Task item:
Below are records; output all of them exactly.
───── Exercise data
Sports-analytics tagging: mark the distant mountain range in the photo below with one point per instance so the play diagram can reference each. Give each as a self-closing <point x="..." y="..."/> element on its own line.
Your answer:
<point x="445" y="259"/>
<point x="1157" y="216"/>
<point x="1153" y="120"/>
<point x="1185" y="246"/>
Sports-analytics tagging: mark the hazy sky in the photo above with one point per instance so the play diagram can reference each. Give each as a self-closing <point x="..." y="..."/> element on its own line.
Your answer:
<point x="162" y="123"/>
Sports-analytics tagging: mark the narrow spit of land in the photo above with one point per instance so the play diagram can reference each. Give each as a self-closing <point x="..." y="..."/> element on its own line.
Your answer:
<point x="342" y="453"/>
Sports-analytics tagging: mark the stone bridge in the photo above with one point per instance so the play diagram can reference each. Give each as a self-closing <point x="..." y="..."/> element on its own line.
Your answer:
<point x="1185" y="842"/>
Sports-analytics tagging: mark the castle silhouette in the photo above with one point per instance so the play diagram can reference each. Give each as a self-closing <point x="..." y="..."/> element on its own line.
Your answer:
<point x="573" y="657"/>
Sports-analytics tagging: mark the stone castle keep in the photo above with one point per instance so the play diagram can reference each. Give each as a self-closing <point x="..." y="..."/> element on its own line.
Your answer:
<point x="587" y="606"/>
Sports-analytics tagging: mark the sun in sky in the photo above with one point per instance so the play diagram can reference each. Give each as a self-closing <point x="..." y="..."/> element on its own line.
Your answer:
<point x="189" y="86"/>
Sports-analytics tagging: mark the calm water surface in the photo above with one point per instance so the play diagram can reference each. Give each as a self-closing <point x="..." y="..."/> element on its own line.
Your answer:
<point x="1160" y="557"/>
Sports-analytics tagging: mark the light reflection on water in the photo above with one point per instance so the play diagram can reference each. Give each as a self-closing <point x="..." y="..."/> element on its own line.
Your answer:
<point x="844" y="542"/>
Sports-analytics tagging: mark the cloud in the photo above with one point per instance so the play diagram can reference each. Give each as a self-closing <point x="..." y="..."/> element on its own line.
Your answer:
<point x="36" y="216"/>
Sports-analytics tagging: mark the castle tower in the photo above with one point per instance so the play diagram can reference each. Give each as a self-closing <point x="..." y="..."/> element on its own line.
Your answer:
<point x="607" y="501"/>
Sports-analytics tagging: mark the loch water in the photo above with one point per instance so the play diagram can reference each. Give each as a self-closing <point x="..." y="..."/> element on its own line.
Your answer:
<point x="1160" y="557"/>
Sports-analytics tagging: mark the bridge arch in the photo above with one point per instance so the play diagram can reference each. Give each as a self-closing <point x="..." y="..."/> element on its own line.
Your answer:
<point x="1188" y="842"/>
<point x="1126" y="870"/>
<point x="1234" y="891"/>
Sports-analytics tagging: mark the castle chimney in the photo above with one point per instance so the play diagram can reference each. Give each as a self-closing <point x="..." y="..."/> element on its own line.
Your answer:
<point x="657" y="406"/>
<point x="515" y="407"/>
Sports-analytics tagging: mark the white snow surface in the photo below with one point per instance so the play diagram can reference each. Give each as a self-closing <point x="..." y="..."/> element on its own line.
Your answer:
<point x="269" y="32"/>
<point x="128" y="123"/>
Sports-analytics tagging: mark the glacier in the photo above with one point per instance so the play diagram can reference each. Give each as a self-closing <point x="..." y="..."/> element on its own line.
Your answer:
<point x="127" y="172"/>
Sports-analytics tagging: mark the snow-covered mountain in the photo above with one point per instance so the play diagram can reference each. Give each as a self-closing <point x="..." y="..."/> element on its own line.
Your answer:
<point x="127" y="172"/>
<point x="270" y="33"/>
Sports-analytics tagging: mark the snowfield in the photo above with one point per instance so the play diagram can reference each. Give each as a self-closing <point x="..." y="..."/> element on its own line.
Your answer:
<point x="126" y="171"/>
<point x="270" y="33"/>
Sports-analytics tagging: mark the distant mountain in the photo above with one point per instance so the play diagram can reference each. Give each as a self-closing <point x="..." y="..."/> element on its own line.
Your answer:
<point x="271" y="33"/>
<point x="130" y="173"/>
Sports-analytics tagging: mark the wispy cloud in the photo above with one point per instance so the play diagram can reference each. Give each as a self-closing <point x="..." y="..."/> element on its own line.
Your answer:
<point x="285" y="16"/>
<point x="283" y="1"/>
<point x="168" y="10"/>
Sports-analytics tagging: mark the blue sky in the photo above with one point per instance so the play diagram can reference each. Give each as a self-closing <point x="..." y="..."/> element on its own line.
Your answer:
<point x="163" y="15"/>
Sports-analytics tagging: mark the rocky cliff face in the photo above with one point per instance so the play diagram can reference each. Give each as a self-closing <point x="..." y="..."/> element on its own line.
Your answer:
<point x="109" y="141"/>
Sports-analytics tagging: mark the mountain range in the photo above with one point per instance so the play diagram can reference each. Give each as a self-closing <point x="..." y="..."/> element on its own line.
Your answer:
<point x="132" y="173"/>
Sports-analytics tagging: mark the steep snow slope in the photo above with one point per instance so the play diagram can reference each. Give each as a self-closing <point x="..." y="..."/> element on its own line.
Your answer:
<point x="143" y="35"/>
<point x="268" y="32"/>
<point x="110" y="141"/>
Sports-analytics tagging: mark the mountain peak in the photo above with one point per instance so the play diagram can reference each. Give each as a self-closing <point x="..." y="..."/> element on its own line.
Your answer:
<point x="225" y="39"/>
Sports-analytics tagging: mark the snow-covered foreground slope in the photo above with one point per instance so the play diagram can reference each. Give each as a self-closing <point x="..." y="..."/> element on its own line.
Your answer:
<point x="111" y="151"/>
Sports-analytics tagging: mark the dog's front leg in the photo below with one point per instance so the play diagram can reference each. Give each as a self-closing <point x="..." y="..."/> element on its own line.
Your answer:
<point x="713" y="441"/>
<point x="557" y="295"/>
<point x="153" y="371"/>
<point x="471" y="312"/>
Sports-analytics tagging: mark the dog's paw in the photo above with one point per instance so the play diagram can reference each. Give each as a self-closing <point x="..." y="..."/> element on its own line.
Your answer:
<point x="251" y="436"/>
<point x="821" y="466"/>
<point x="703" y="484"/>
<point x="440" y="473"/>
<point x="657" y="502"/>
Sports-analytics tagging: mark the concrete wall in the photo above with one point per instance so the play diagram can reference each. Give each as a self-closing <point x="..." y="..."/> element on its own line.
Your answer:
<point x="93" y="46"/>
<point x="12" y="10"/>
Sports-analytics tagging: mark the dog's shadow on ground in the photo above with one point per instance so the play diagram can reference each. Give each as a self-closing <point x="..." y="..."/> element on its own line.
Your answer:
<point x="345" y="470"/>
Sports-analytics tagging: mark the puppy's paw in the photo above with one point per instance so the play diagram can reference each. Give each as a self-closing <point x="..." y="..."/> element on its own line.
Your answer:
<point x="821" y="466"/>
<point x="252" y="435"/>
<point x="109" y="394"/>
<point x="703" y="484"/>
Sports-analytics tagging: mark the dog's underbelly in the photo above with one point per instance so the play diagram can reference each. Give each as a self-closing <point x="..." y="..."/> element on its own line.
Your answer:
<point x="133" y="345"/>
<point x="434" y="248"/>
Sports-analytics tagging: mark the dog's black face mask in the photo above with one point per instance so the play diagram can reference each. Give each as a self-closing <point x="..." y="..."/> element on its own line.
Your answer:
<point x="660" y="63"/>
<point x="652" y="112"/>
──────────
Exercise output:
Sports-analytics tagging: mark the distant mountain range in the photo below with one point per instance so the play diagram can reference each. Give each as a self-closing <point x="..." y="..."/> element on its own line.
Your answer:
<point x="445" y="259"/>
<point x="1157" y="216"/>
<point x="1153" y="120"/>
<point x="1185" y="246"/>
Sports-analytics tagging: mark the hazy sky in the photo above with one point per instance so the play diagram can reference each. Give each as a self-closing <point x="..." y="..."/> element on its own line.
Your answer:
<point x="162" y="123"/>
Sports-analytics tagging: mark the narrow spit of land in the photo above with one point per instance so the play diagram can reference each. Give each as a self-closing <point x="..." y="..."/> element on its own line.
Your answer:
<point x="342" y="453"/>
Sports-analytics tagging: mark the stone bridge in the photo above with one point per instance so the play diagram can reference each. Give each as a self-closing <point x="..." y="..."/> element on its own line.
Your answer:
<point x="1185" y="842"/>
Sports-analytics tagging: mark the castle silhouette in the photo above with one point per instance so the play diagram can reference each. Give each as a self-closing <point x="..." y="..."/> element on its own line.
Your answer:
<point x="573" y="657"/>
Sports-analytics tagging: mark the stone castle keep in the photo above with one point per instance so the play diagram can reference each. Give each as a self-closing <point x="..." y="..."/> element on its own line.
Your answer:
<point x="587" y="606"/>
Sports-analytics tagging: mark the sun in sky in the photo above with one point per instance so the play diagram can reference each. Give each as a self-closing <point x="..." y="..."/> element on its own line.
Your answer:
<point x="189" y="86"/>
Sports-analytics tagging: mark the calm water surface in the photo above with one point per instance so the play diagram can reference each. Give each as a self-closing <point x="..." y="..."/> element on its own line.
Your answer:
<point x="1160" y="557"/>
Sports-analytics tagging: mark the light reflection on water in the photo above with one point per instance so the play diagram can reference each. Give each as a self-closing <point x="..." y="..."/> element on its own line.
Your answer:
<point x="844" y="542"/>
Sports-analytics tagging: mark the cloud in the photo above with one point per instance so the play diagram can reference each. Give each as a self-closing <point x="..." y="..."/> element on its own line.
Your answer:
<point x="36" y="216"/>
Sports-analytics tagging: mark the castle tower in the photo above with one point per instance so the play diagram can reference each. Give each as a self-closing <point x="..." y="..."/> element on its own line.
Your answer:
<point x="607" y="501"/>
Sports-analytics tagging: mark the loch water in the photo above with one point per instance so the play diagram can reference each. Give each as a self-closing <point x="..." y="..."/> element on its own line.
Your answer:
<point x="1160" y="557"/>
Sports-analytics tagging: mark the bridge arch in the photo above with one point per instance so the play diagram can reference each. Give each as a self-closing <point x="..." y="..."/> element on its own line.
Your answer:
<point x="1188" y="842"/>
<point x="1126" y="870"/>
<point x="1234" y="891"/>
Sports-analytics tagging: mark the castle chimney in the photo above with one point per instance so the play diagram can reference each. Give each as a self-closing <point x="..." y="..."/> element on its own line.
Your answer:
<point x="657" y="406"/>
<point x="515" y="407"/>
Sports-analytics tagging: mark the white snow surface in the photo below with one point per instance so the play diagram can reference each. Give each as a self-closing <point x="..." y="..."/> element on its own line.
Your answer:
<point x="269" y="32"/>
<point x="128" y="123"/>
Sports-analytics tagging: mark the glacier in the photo above with one point per instance so the play diagram can reference each. Give each as a self-closing <point x="..." y="..."/> element on its own line.
Your answer:
<point x="127" y="172"/>
Sports-analytics tagging: mark the snow-covered mountain in the photo above with one point per instance so the play diagram can reference each. Give each as a self-closing <point x="..." y="..."/> element on its own line.
Your answer:
<point x="127" y="172"/>
<point x="270" y="33"/>
Sports-analytics tagging: mark the snowfield in the photo above with one point per instance so the play diagram can reference each. Give each as a self-closing <point x="..." y="..."/> element on its own line.
Your answer:
<point x="126" y="171"/>
<point x="270" y="33"/>
Sports-analytics tagging: mark the distant mountain in the photo above with one point per instance so the play diagram can reference each. Give each as a self-closing <point x="..." y="..."/> element on its own line.
Your answer:
<point x="271" y="33"/>
<point x="130" y="173"/>
Sports-analytics tagging: mark the wispy cloud in the photo above with one point per instance so the play diagram can reference each. Give each as a self-closing <point x="..." y="..."/> element on its own line.
Your answer:
<point x="285" y="16"/>
<point x="283" y="1"/>
<point x="168" y="10"/>
Sports-analytics tagging: mark the blue sky in the photo above with one point per instance so the play diagram can reference each. Give each as a self-closing <point x="..." y="..."/> element on its own line.
Your answer:
<point x="163" y="15"/>
Sports-analytics tagging: mark the rocky cliff face in the photo above with one point per instance so the play diagram can reference each. Give each as a self-closing <point x="..." y="..."/> element on its own line.
Your answer:
<point x="109" y="141"/>
Sports-analytics tagging: mark the mountain range in the photo above with one point per instance so the play diagram can reference each. Give each as a self-closing <point x="..." y="..."/> element on its own line.
Your answer:
<point x="132" y="173"/>
Sports-analytics tagging: mark the steep snow slope in the photo above with one point per instance so the play diagram can reference each. Give each as a self-closing <point x="..." y="..."/> element on its own line.
Your answer:
<point x="143" y="35"/>
<point x="268" y="32"/>
<point x="110" y="141"/>
Sports-analytics tagging: mark the mountain peak in the photo above with one point per instance so the play diagram can reference each. Give each as a self-closing <point x="..." y="..."/> element on its own line.
Your answer:
<point x="225" y="39"/>
Sports-analytics tagging: mark the snow-covered foreground slope in the photo above with one point per instance so the play diagram can reference each. Give each as a self-closing <point x="..." y="..."/> element on its own line.
Your answer:
<point x="111" y="151"/>
Sports-analytics tagging: mark the dog's front leg in the photo below with one point per instance so the play diagram can reference each. Give each as a self-closing <point x="..." y="..."/> element on its own line.
Your answer:
<point x="713" y="441"/>
<point x="557" y="295"/>
<point x="153" y="371"/>
<point x="471" y="312"/>
Sports-analytics tagging: mark the dog's paw in the photo above with one point per instance so the play diagram can reference each. Give each as a self-closing <point x="..." y="..."/> element on its own line.
Your answer:
<point x="251" y="436"/>
<point x="821" y="466"/>
<point x="703" y="484"/>
<point x="440" y="473"/>
<point x="657" y="502"/>
Sports-analytics tagging: mark the concrete wall in the photo above with one point per instance so the play diagram can reference each. Give each as a self-closing <point x="..." y="..."/> element on its own line.
Your answer:
<point x="93" y="46"/>
<point x="12" y="10"/>
Sports-analytics tagging: mark the dog's shadow on ground in the photo above with one point per instance so the play diagram can reference each. Give each as a self-closing <point x="..." y="..."/> element on its own line.
Your answer:
<point x="345" y="470"/>
Sports-analytics tagging: mark the puppy's paw in the photo above with one point per instance so the play diagram can reference each. Give each as a self-closing <point x="..." y="..."/> element on its own line.
Your answer:
<point x="821" y="466"/>
<point x="252" y="435"/>
<point x="109" y="394"/>
<point x="703" y="484"/>
Sports-analytics tagging: mark the dog's underbelly in the photo above with one point per instance so the play diagram can reference each. Give each as a self-closing <point x="..." y="..."/> element on its own line.
Your answer:
<point x="133" y="345"/>
<point x="434" y="248"/>
Sports-analytics tagging: mark the dog's black face mask in the photo above with one point per instance so the play diagram can reference each. Give each as a self-closing <point x="..." y="..."/> element on its own line.
Your answer:
<point x="660" y="63"/>
<point x="652" y="112"/>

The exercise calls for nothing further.